▶ _INPUT DATA_
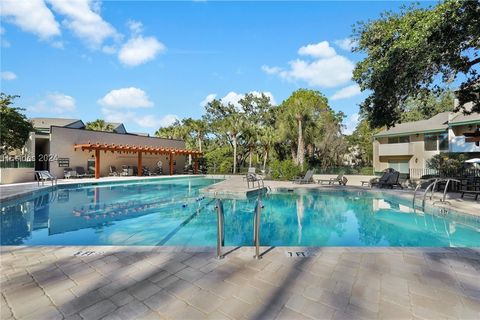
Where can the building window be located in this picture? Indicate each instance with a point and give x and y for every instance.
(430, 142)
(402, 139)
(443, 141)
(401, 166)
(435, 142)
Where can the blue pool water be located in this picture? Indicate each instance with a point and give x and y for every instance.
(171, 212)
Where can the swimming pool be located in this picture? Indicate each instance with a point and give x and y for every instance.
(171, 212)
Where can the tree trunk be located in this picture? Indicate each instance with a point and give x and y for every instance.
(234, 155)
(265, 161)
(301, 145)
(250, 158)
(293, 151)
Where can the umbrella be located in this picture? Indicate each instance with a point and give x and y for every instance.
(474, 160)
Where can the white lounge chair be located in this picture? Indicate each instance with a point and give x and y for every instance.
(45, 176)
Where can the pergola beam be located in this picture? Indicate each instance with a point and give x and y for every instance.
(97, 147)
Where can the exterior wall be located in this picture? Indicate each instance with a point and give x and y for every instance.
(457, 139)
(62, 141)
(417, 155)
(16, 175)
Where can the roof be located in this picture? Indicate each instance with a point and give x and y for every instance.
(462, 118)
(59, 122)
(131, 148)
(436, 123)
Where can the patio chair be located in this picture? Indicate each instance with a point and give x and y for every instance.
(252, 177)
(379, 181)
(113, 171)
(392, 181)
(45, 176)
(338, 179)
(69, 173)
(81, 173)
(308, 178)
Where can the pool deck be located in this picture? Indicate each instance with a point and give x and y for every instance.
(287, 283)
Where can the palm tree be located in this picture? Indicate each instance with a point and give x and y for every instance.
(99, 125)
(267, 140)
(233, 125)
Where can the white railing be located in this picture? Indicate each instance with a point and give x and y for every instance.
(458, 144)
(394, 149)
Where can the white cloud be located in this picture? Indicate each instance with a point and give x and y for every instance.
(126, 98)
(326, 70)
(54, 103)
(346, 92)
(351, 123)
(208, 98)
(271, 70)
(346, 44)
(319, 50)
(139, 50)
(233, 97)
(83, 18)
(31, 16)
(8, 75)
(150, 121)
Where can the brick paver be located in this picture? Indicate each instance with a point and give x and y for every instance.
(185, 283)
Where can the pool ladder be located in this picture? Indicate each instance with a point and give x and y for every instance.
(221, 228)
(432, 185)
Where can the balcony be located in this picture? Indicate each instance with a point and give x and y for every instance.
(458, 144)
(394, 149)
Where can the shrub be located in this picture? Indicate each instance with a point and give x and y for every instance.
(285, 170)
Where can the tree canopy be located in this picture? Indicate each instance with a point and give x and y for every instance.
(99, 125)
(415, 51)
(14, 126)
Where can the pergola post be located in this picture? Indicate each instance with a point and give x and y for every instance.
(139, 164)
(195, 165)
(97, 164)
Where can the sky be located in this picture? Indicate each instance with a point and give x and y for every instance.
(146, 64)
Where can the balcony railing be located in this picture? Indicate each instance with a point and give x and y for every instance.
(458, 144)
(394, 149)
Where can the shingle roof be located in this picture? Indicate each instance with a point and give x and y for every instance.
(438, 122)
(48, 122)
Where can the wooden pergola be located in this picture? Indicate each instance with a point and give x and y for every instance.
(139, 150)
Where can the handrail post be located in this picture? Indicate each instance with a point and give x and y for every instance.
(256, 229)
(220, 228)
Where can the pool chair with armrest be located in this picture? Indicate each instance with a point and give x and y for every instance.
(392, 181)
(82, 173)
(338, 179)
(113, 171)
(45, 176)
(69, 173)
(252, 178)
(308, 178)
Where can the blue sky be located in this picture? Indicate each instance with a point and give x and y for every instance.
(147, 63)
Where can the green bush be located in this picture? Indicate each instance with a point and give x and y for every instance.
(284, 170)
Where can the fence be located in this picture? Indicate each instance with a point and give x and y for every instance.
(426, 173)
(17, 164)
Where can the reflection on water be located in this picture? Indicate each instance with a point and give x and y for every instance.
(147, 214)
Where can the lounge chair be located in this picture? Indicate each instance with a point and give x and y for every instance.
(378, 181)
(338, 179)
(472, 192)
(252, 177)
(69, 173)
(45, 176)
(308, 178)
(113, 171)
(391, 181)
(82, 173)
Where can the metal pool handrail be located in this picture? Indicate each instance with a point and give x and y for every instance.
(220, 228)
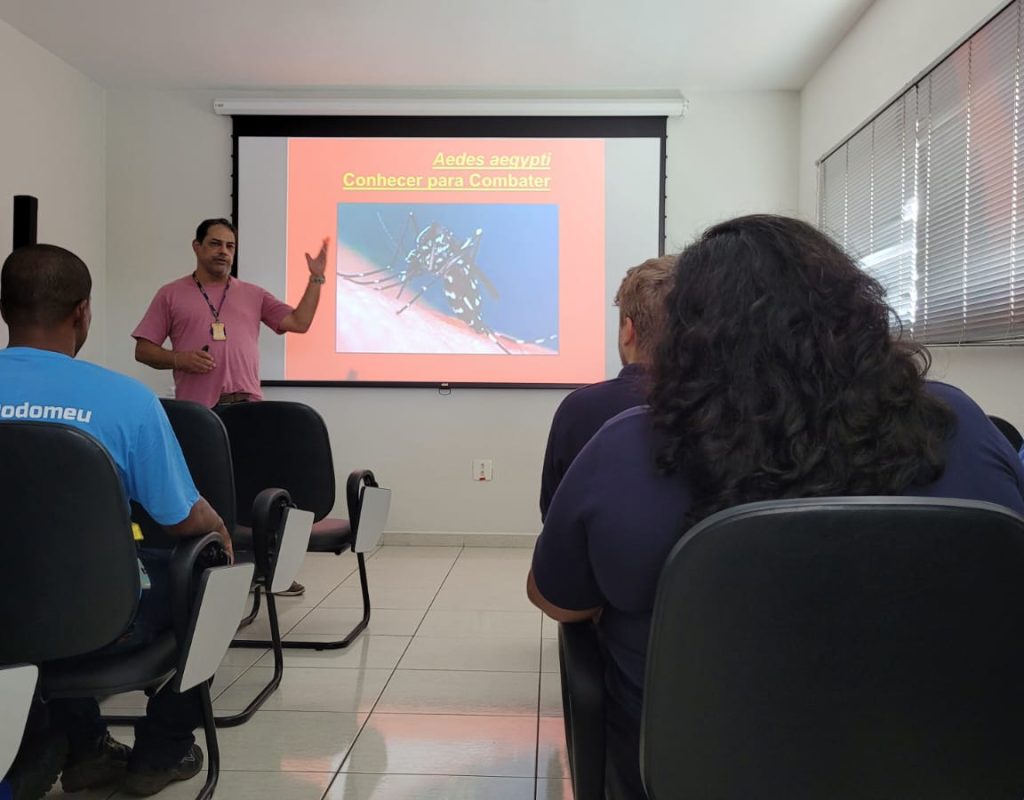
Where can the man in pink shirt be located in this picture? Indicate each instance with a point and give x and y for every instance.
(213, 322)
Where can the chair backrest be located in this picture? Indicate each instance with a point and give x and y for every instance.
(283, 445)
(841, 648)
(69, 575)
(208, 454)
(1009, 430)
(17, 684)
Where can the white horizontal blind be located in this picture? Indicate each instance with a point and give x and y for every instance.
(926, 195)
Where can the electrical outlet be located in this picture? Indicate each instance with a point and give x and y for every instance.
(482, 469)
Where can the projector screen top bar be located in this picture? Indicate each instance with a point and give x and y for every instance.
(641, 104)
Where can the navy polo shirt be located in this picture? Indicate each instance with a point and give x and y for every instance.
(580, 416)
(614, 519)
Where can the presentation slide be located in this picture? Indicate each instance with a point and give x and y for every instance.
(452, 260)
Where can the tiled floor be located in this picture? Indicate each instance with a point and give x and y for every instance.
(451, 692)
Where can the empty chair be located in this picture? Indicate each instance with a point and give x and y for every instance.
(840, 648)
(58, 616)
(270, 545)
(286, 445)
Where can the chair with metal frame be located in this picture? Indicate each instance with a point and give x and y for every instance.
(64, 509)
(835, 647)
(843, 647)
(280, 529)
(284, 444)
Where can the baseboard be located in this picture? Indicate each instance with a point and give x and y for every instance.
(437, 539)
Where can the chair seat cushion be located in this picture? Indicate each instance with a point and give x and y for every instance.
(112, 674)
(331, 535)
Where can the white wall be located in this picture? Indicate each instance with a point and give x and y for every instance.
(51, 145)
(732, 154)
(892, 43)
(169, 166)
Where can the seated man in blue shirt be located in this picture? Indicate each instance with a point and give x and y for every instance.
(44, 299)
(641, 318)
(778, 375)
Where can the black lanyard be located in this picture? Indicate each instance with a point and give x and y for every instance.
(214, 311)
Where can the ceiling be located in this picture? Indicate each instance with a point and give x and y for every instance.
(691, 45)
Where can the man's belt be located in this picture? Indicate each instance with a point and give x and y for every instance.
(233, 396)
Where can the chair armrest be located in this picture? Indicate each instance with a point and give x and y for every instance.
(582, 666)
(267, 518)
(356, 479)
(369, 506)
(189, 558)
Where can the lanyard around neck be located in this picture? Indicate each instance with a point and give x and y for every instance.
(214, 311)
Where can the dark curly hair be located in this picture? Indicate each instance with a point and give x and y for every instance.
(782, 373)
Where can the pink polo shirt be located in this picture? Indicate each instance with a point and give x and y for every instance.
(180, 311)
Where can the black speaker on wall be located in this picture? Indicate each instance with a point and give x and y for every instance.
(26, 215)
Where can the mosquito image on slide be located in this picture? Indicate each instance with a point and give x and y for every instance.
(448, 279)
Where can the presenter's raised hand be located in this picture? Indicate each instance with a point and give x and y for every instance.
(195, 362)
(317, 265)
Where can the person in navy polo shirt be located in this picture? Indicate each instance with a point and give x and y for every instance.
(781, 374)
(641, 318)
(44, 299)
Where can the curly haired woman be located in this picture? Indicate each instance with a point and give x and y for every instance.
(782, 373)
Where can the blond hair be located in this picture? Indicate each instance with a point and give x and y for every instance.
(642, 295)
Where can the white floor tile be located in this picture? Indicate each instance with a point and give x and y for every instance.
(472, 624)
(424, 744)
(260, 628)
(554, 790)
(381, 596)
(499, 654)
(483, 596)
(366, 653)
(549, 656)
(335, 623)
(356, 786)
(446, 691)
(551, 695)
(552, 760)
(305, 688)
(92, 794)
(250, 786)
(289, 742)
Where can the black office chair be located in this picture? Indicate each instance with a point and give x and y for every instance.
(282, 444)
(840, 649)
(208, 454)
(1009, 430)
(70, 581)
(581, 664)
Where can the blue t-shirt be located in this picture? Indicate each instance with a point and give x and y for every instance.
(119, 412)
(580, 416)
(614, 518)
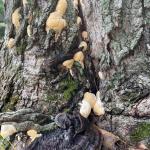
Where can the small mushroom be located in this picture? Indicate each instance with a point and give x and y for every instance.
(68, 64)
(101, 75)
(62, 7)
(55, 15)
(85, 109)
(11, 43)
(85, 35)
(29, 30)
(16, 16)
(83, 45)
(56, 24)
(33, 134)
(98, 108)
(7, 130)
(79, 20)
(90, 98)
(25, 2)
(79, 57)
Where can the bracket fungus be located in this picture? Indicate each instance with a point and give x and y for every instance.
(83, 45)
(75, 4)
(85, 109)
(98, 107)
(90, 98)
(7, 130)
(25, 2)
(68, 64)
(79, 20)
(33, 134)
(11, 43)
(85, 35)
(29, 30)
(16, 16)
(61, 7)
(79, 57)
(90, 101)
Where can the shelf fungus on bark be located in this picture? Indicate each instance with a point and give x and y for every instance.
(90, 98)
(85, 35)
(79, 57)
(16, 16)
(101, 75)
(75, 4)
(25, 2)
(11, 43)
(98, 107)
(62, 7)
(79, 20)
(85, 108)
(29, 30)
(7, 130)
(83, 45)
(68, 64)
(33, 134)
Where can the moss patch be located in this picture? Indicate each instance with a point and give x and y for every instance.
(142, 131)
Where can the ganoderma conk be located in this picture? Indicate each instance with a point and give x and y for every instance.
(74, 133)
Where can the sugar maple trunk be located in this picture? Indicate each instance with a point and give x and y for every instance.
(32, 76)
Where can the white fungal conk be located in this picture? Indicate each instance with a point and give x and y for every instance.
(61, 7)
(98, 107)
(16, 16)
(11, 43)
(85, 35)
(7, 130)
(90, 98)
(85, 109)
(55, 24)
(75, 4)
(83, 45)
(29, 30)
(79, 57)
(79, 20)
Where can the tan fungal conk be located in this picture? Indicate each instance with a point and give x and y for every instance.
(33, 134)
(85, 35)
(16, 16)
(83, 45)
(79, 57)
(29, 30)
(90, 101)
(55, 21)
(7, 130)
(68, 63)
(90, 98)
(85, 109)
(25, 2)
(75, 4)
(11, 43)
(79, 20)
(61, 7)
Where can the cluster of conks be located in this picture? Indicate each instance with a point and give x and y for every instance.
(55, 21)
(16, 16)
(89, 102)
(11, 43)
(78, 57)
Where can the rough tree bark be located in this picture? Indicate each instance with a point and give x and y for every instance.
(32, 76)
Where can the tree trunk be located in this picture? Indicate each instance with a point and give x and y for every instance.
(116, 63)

▶ _STATED TASK_
Give again the lines from the line holding "Where can the tan" through the close of the listing, both included, exactly as written and with nothing else.

▶ _THE RESPONSE_
Where can the tan fungal conk be located in this picture? Indicate each instance with a point and give x and y for every instance.
(33, 134)
(85, 35)
(16, 16)
(83, 45)
(79, 57)
(29, 30)
(90, 101)
(55, 21)
(7, 130)
(68, 63)
(90, 98)
(85, 109)
(25, 2)
(75, 4)
(11, 43)
(79, 20)
(61, 7)
Where can the cluster of conks be located in this picture? Indicate each instance with a point and give x and y for every instance.
(55, 21)
(16, 16)
(89, 102)
(11, 43)
(78, 57)
Where can the rough tree bark be located in this picture? Indicate each instance with a point and give x and y for every instance.
(32, 76)
Where can the tree trunk be located in this picture? Indicate each instance with a point and give x and y for every instance.
(116, 63)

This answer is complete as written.